**What is expected**
Nothing in the records may be dropped or altered when you repeat them.

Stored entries

══════

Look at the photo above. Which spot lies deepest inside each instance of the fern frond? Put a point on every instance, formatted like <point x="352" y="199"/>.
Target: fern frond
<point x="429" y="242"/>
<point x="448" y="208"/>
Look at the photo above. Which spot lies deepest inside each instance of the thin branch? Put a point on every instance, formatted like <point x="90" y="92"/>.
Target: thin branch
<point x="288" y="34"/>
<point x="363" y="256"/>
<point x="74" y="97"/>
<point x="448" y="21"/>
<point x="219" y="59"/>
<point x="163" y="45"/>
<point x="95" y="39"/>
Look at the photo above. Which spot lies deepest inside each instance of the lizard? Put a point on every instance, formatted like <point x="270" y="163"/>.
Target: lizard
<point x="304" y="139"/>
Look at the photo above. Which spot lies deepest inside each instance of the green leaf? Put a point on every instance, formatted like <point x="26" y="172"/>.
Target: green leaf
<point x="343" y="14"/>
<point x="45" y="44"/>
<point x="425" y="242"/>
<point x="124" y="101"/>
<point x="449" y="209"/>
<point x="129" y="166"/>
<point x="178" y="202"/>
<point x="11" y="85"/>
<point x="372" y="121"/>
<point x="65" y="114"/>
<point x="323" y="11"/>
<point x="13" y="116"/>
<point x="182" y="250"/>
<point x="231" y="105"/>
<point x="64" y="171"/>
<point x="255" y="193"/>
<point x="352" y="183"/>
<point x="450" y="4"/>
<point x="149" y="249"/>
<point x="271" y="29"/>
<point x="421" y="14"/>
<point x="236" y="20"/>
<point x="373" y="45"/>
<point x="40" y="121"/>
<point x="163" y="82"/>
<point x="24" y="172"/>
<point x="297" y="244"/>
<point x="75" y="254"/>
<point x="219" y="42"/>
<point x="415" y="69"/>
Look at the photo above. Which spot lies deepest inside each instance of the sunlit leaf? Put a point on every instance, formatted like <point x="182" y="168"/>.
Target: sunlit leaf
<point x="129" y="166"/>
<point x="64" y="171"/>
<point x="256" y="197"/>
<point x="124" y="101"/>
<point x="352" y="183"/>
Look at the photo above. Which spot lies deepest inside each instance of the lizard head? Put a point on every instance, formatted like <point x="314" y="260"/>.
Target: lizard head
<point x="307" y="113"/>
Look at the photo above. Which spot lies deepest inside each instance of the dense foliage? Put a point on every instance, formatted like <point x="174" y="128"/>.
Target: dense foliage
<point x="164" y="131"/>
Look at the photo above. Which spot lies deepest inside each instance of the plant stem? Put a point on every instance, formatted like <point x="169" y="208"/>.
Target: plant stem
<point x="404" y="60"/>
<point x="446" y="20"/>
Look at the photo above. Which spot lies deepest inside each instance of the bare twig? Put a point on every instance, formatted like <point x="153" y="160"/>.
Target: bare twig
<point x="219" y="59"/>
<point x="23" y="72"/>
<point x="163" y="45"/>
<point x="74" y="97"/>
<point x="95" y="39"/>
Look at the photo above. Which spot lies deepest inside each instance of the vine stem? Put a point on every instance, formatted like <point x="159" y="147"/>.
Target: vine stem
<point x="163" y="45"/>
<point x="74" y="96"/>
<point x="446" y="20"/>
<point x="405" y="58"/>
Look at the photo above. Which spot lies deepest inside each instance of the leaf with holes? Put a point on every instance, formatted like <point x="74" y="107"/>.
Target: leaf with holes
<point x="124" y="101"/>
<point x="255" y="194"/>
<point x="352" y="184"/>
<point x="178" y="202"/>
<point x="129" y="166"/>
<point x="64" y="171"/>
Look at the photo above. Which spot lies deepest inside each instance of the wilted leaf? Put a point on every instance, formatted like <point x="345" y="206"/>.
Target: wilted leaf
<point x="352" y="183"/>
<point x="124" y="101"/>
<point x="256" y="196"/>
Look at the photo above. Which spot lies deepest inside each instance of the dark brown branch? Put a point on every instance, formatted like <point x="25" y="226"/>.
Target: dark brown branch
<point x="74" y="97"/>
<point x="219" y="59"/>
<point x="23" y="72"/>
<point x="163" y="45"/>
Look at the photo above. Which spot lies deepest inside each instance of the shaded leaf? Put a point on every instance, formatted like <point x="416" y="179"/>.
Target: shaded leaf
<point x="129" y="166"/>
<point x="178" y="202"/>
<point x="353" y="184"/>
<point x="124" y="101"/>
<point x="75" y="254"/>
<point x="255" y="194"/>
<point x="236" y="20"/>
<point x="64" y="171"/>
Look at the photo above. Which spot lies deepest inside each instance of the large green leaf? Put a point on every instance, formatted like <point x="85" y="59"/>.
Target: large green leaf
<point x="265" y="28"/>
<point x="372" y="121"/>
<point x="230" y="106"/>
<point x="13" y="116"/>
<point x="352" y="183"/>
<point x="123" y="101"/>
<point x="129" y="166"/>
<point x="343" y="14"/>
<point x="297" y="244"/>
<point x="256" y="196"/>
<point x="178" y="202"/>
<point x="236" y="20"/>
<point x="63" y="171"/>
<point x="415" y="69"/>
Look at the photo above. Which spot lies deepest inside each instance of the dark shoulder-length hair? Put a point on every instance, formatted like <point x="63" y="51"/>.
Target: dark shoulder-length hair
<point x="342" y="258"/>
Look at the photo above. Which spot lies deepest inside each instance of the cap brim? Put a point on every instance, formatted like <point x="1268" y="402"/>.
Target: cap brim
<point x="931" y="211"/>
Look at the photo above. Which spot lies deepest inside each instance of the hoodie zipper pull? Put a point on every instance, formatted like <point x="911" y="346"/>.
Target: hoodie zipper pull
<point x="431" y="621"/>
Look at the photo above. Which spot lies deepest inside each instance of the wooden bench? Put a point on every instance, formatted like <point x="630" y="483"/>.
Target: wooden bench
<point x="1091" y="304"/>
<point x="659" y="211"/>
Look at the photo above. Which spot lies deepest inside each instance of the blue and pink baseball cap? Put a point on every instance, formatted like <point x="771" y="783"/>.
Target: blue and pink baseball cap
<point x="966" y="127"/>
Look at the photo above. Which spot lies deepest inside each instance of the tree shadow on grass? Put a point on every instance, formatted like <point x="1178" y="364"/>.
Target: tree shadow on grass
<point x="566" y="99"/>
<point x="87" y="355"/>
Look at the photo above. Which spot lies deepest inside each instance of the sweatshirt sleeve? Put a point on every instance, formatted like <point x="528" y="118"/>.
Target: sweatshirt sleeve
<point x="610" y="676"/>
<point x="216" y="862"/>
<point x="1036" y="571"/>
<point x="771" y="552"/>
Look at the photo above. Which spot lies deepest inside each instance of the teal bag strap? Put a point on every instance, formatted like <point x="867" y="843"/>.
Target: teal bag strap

══════

**Exercise solution**
Look at the photo above. Which spot lies deepest inside each instance of the fern frond? Put a point on every instance, formatted like <point x="352" y="199"/>.
Target: fern frond
<point x="429" y="242"/>
<point x="448" y="208"/>
Look at the photo above. Which spot lies deepest inside each instance of the thin branch? Put a point on every instance, formatted like <point x="90" y="92"/>.
Target: thin branch
<point x="288" y="34"/>
<point x="363" y="256"/>
<point x="74" y="97"/>
<point x="448" y="21"/>
<point x="219" y="59"/>
<point x="163" y="45"/>
<point x="95" y="39"/>
Look at the photo above. Which spot lies deepest inside each instance of the lizard? Put a point on every instance, formatted like <point x="270" y="163"/>.
Target: lizard
<point x="304" y="139"/>
Look at the photo above. Which spot lies deepest inside each instance of the green leaf? Put a point on every instance, formatted like <point x="26" y="172"/>.
Target: green leaf
<point x="343" y="14"/>
<point x="45" y="44"/>
<point x="425" y="242"/>
<point x="124" y="101"/>
<point x="449" y="209"/>
<point x="129" y="166"/>
<point x="178" y="202"/>
<point x="11" y="85"/>
<point x="372" y="121"/>
<point x="65" y="114"/>
<point x="323" y="11"/>
<point x="13" y="116"/>
<point x="182" y="250"/>
<point x="231" y="105"/>
<point x="64" y="171"/>
<point x="255" y="193"/>
<point x="352" y="183"/>
<point x="450" y="4"/>
<point x="149" y="249"/>
<point x="271" y="29"/>
<point x="421" y="14"/>
<point x="236" y="20"/>
<point x="373" y="45"/>
<point x="40" y="121"/>
<point x="163" y="82"/>
<point x="24" y="172"/>
<point x="297" y="244"/>
<point x="75" y="254"/>
<point x="219" y="42"/>
<point x="415" y="69"/>
Look at the photo above. Which spot lies deepest inside each instance of the sunlit leaf? Put a point on every instance, formatted like <point x="182" y="168"/>.
Target: sunlit leaf
<point x="129" y="166"/>
<point x="64" y="171"/>
<point x="256" y="197"/>
<point x="124" y="101"/>
<point x="352" y="183"/>
Look at the photo above. Which spot lies deepest inside each instance of the lizard head? Put a point on every instance, formatted like <point x="314" y="260"/>.
Target: lizard head
<point x="307" y="113"/>
Look at the photo above. Which spot lies deepest inside each instance of the dense foliage? Put a point on every instance, formatted like <point x="174" y="128"/>.
Target: dense foliage
<point x="164" y="131"/>
Look at the photo above. Which spot lies deepest inside each instance of the plant stem? Put a point on every instance, formatted like <point x="169" y="208"/>.
Target: plant stem
<point x="404" y="60"/>
<point x="446" y="20"/>
Look at the photo above. Which spot lies deepest inside each instance of the bare twig? Put a point on every instance, formatted like <point x="153" y="160"/>.
Target: bare twig
<point x="219" y="59"/>
<point x="23" y="72"/>
<point x="163" y="45"/>
<point x="74" y="97"/>
<point x="95" y="39"/>
Look at the photo above. Which spot lies deepest inside each instance of the vine stem? Put a point on every instance, formatted like <point x="159" y="147"/>.
Target: vine stem
<point x="163" y="45"/>
<point x="74" y="96"/>
<point x="446" y="20"/>
<point x="405" y="58"/>
Look at the photo above. Which spot lies deepest inside each instance of the leaf with holes? Put a point on every instance, formatted like <point x="74" y="107"/>.
Target: leaf with holes
<point x="124" y="101"/>
<point x="255" y="194"/>
<point x="352" y="184"/>
<point x="178" y="202"/>
<point x="129" y="166"/>
<point x="64" y="171"/>
Look at the photo above. Which spot lies deepest inside each instance of the wilted leaf? Put a point on every instance, formatted like <point x="345" y="206"/>.
Target: wilted leaf
<point x="352" y="183"/>
<point x="124" y="101"/>
<point x="256" y="196"/>
Look at the photo above. Which spot lies deepest inside each instance of the dark brown branch? Put a point on every instance, formatted like <point x="25" y="226"/>.
Target: dark brown branch
<point x="74" y="97"/>
<point x="219" y="59"/>
<point x="23" y="72"/>
<point x="163" y="45"/>
Look at the photo above. Which spot lies deepest inside each instance of the shaded leaf? Put a point on every instance, formatted like <point x="416" y="179"/>.
Target: shaded leaf
<point x="129" y="166"/>
<point x="178" y="202"/>
<point x="353" y="184"/>
<point x="124" y="101"/>
<point x="75" y="254"/>
<point x="255" y="194"/>
<point x="236" y="20"/>
<point x="64" y="171"/>
Look at the photo above. Which spot lies deepest inside each instance of the large green leaf? Put a point on every instance, formatted like <point x="85" y="59"/>.
Target: large green leaf
<point x="265" y="28"/>
<point x="372" y="121"/>
<point x="230" y="106"/>
<point x="13" y="116"/>
<point x="352" y="183"/>
<point x="123" y="101"/>
<point x="129" y="166"/>
<point x="343" y="14"/>
<point x="297" y="244"/>
<point x="256" y="196"/>
<point x="178" y="202"/>
<point x="236" y="20"/>
<point x="63" y="171"/>
<point x="415" y="69"/>
Look at the photo above. Which spot lies deepest inside each instance of the dark shoulder-length hair? Put a point on every instance, formatted like <point x="63" y="51"/>.
Target: dark shoulder-length hair
<point x="342" y="258"/>
Look at the photo above. Which spot lies deepest inside each instance of the cap brim? Put a point on every instance, formatted like <point x="1268" y="402"/>.
Target: cap brim
<point x="931" y="211"/>
Look at the photo above. Which spot lies deepest inside each instance of the hoodie zipper pull? Put a point on every instance, formatted like <point x="911" y="346"/>.
Target: hoodie zipper pull
<point x="431" y="621"/>
Look at the photo above. Which spot lies deepest inside each instance of the wooden bench? Put a point on every instance, formatted like <point x="630" y="483"/>.
Target: wooden bench
<point x="1091" y="304"/>
<point x="659" y="211"/>
Look at the photo above. Which spot lies deepest inside each instance of the blue and pink baseball cap? Put a point on every instance, formatted like <point x="771" y="783"/>.
Target: blue and pink baseball cap
<point x="966" y="127"/>
Look at the photo above. Which spot lies deepest inside each instance of the tree shadow on grass? Put a point on every instance, formatted like <point x="1178" y="364"/>.
Target: tree shadow on grass
<point x="566" y="99"/>
<point x="87" y="355"/>
Look at the photo above. Which spot lies deepest inside each instance of the sweatshirt sleeve? Put a point on every instance, formatted like <point x="528" y="118"/>.
Target: sweatshirt sleeve
<point x="610" y="676"/>
<point x="216" y="862"/>
<point x="1036" y="571"/>
<point x="771" y="552"/>
Look at the photo above. Which spot lies deepest inside each instance of the teal bag strap? Put a point on every instance, formatted like <point x="867" y="843"/>.
Target: teal bag strap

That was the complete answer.